A word-for-word copy of the entries is needed, and it should contain no images.

START RAW DATA

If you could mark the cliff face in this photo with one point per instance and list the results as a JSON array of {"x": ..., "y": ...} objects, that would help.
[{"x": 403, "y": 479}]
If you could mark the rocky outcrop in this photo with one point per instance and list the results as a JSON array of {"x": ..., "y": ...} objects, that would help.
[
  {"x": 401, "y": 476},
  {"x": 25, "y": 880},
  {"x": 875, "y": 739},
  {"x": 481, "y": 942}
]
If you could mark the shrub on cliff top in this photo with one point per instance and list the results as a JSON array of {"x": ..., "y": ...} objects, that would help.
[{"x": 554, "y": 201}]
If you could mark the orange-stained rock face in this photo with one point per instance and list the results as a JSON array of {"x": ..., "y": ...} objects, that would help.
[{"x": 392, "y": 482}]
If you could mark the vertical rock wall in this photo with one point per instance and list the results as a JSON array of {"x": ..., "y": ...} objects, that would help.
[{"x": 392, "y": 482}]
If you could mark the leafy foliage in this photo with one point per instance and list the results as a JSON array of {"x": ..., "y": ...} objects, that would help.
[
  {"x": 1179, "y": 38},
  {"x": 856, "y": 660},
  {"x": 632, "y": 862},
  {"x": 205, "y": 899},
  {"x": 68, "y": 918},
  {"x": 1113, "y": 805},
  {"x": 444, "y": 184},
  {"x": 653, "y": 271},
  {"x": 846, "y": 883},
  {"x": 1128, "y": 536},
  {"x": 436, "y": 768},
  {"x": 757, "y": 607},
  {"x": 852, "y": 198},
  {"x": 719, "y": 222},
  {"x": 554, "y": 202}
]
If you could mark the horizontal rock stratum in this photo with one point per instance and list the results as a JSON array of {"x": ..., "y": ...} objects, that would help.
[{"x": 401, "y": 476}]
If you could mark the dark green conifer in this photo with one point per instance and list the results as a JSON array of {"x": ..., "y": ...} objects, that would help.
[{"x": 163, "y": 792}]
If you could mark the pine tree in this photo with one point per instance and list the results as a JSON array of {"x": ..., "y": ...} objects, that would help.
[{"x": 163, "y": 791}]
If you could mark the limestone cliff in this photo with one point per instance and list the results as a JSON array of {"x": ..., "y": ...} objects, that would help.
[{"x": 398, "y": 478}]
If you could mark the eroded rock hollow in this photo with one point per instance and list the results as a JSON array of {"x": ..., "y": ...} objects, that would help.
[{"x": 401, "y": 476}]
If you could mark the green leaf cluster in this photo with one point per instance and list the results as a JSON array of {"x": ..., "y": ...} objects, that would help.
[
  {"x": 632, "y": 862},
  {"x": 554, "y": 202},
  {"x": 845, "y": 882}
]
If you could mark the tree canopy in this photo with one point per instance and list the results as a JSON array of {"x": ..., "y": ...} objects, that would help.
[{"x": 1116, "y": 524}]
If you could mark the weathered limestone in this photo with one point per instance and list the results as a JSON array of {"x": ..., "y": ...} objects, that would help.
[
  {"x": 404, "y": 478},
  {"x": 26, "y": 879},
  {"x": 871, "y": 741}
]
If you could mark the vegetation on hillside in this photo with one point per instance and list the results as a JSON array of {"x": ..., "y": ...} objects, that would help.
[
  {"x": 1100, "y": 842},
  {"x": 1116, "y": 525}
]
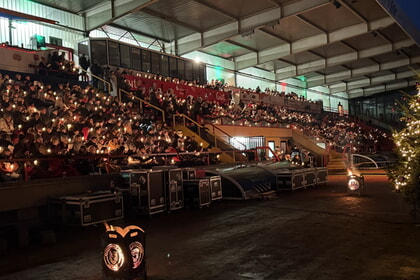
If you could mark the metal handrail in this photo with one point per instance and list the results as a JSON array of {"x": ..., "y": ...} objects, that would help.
[
  {"x": 97, "y": 77},
  {"x": 226, "y": 134},
  {"x": 143, "y": 101}
]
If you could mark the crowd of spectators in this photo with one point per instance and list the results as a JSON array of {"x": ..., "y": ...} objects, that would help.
[
  {"x": 75, "y": 129},
  {"x": 68, "y": 126}
]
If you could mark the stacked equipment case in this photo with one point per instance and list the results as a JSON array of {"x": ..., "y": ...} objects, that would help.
[
  {"x": 197, "y": 193},
  {"x": 147, "y": 191}
]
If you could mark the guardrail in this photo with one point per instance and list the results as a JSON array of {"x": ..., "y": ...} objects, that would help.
[{"x": 142, "y": 101}]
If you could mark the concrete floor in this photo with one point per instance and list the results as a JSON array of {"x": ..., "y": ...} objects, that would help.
[{"x": 318, "y": 233}]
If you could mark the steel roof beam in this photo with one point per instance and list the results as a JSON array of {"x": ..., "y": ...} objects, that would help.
[
  {"x": 108, "y": 11},
  {"x": 230, "y": 29},
  {"x": 320, "y": 64},
  {"x": 312, "y": 42}
]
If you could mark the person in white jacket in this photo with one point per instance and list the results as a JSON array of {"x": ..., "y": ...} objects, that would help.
[{"x": 6, "y": 123}]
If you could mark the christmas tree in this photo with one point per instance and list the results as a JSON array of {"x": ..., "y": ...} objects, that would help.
[{"x": 405, "y": 174}]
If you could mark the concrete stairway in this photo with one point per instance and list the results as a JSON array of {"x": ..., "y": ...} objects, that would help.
[{"x": 336, "y": 163}]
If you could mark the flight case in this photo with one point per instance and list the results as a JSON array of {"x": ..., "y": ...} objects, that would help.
[
  {"x": 147, "y": 191},
  {"x": 88, "y": 209},
  {"x": 197, "y": 192}
]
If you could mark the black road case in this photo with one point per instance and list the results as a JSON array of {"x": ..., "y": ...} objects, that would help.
[
  {"x": 197, "y": 193},
  {"x": 147, "y": 191},
  {"x": 89, "y": 209},
  {"x": 216, "y": 187},
  {"x": 189, "y": 173},
  {"x": 174, "y": 191}
]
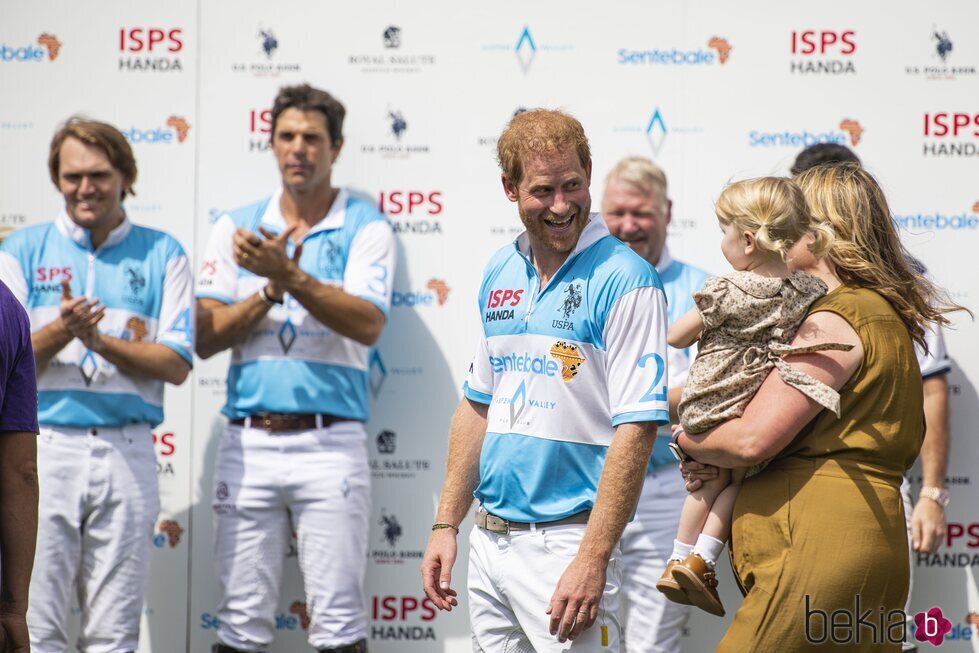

END RAW DATA

■ EXPECTED OUTPUT:
If you could mark the cliff face in this photo with one point per instance and list the results as a JSON array of {"x": ..., "y": ...} objects, that would help.
[{"x": 403, "y": 479}]
If you could mark the rocky outcrop in this photo with one point per instance and list the results as a JSON array of {"x": ..., "y": ...} objects, that would help.
[
  {"x": 401, "y": 476},
  {"x": 25, "y": 880},
  {"x": 875, "y": 739},
  {"x": 481, "y": 942}
]
If you could mark the shrub on cliff top in this photo with one point per instance and list the results as a JSON array of {"x": ..., "y": ...} objects, that would help.
[{"x": 554, "y": 201}]
If you could mark the orange-stained rock face in this photo with one point per instance and list the results as a JSON array of {"x": ..., "y": ...} objects, that would help.
[{"x": 392, "y": 482}]
If you could mark the vertical rock wall in this photo with one point per instance and list the results as a JSON array of {"x": ..., "y": ...} objects, that would help.
[{"x": 392, "y": 482}]
If you could mark the leafy foliage in this photo with one point per instance and list the results as a JSON array of {"x": ..., "y": ...} objects, that would help.
[
  {"x": 1179, "y": 38},
  {"x": 856, "y": 660},
  {"x": 632, "y": 862},
  {"x": 205, "y": 899},
  {"x": 68, "y": 918},
  {"x": 1113, "y": 805},
  {"x": 444, "y": 184},
  {"x": 653, "y": 271},
  {"x": 846, "y": 883},
  {"x": 1128, "y": 536},
  {"x": 436, "y": 768},
  {"x": 757, "y": 607},
  {"x": 852, "y": 198},
  {"x": 719, "y": 222},
  {"x": 554, "y": 202}
]
If you could mark the horizontal rock stratum in this photo with one point per instance and list the results as a JSON array of {"x": ..., "y": ...} objects, that would help.
[{"x": 401, "y": 476}]
If you could mark the dark green conifer in this photo with one point per instance and list the results as a JSON array of {"x": ..., "y": ...} objects, that would help.
[{"x": 163, "y": 792}]
If you could mark the pine tree in this photo with one point per instance and list the results as a JSON array of {"x": ..., "y": ...} objects, that would help.
[{"x": 163, "y": 791}]
If you could mark the limestone cliff in this photo with one point per instance and list the results as a JSON array of {"x": ..., "y": ...} objects, that would help.
[{"x": 398, "y": 478}]
If you could mark the eroded rock hollow in this photo with one point per instance and list the results as a JSON array of {"x": ..., "y": ...} objects, that would help.
[{"x": 401, "y": 476}]
If you could mark the green leaf cluster in this photo with one point per instance and list the results as a JSON array of {"x": ..., "y": ...} objects, that would help.
[
  {"x": 632, "y": 862},
  {"x": 554, "y": 202},
  {"x": 845, "y": 882}
]
If you could mark the tree canopy in this photo with one point per instance and list the results as a JSON array of {"x": ..., "y": ...} objects, that would help.
[{"x": 1116, "y": 524}]
If you could mark the weathered limestone in this photo with one point per instance and list the results as a JSON array of {"x": ..., "y": ...} objects, that would help.
[
  {"x": 404, "y": 478},
  {"x": 26, "y": 879},
  {"x": 871, "y": 741}
]
If you could mark the vegetation on hillside in this photo with one point per instance and list the results as a JSON array of {"x": ..., "y": ...} objects, that would help.
[
  {"x": 1100, "y": 842},
  {"x": 1116, "y": 525}
]
If you could mark the metal handrail in this photo with one point per instance and list the results as a JSON array of {"x": ..., "y": ...} objects, that would help.
[
  {"x": 97, "y": 77},
  {"x": 226, "y": 134},
  {"x": 143, "y": 101}
]
If you could mark the crowd of spectators in this photo with one point per instance and list the results as a JSON array of {"x": ..., "y": ...} objects, that would help.
[
  {"x": 75, "y": 129},
  {"x": 68, "y": 126}
]
If you could mark the stacked equipment case in this photo with one point per instance and list the results as a JSON array of {"x": ..., "y": ...} objects, that would help.
[
  {"x": 197, "y": 193},
  {"x": 147, "y": 191}
]
If you could mark the guardrail in this photo with one point per instance and list the results as a JSON array of {"x": ..., "y": ...} objects, that would help.
[{"x": 142, "y": 101}]
If you could mark the concrete floor in this photo with one point per instance and list the results as a JSON array of {"x": ..., "y": ...} objects, that would help.
[{"x": 318, "y": 233}]
If you could mark the steel roof beam in this photo with one point per instance and list the results as a JSON array of {"x": ..., "y": ...} objects, that would help.
[
  {"x": 108, "y": 11},
  {"x": 230, "y": 29},
  {"x": 320, "y": 64},
  {"x": 312, "y": 42}
]
If you could mark the person in white jacket in this photo with one point per instance and list the results as a JSON array of {"x": ..., "y": ...} objects, that would help.
[{"x": 6, "y": 123}]
If you could mark the christmas tree in this photo with one point per instance and list the results as a JSON array of {"x": ..., "y": ...} objects, that would help.
[{"x": 405, "y": 174}]
If you could mark the concrete stairway in this photo with one point per instance and list the results as a JSON array of {"x": ..., "y": ...} objects, that would help.
[{"x": 336, "y": 163}]
If you could mark the flight case in this photo with one point per instance and list the results as a JSON array of {"x": ..., "y": ...} objects, that would help.
[
  {"x": 147, "y": 191},
  {"x": 88, "y": 209},
  {"x": 197, "y": 192}
]
If you could mark the black road case in this photo with one point per instance and list the results as a JSON array of {"x": ..., "y": ...} objects, that would help.
[
  {"x": 197, "y": 193},
  {"x": 147, "y": 191},
  {"x": 89, "y": 209},
  {"x": 216, "y": 187},
  {"x": 189, "y": 173},
  {"x": 174, "y": 191}
]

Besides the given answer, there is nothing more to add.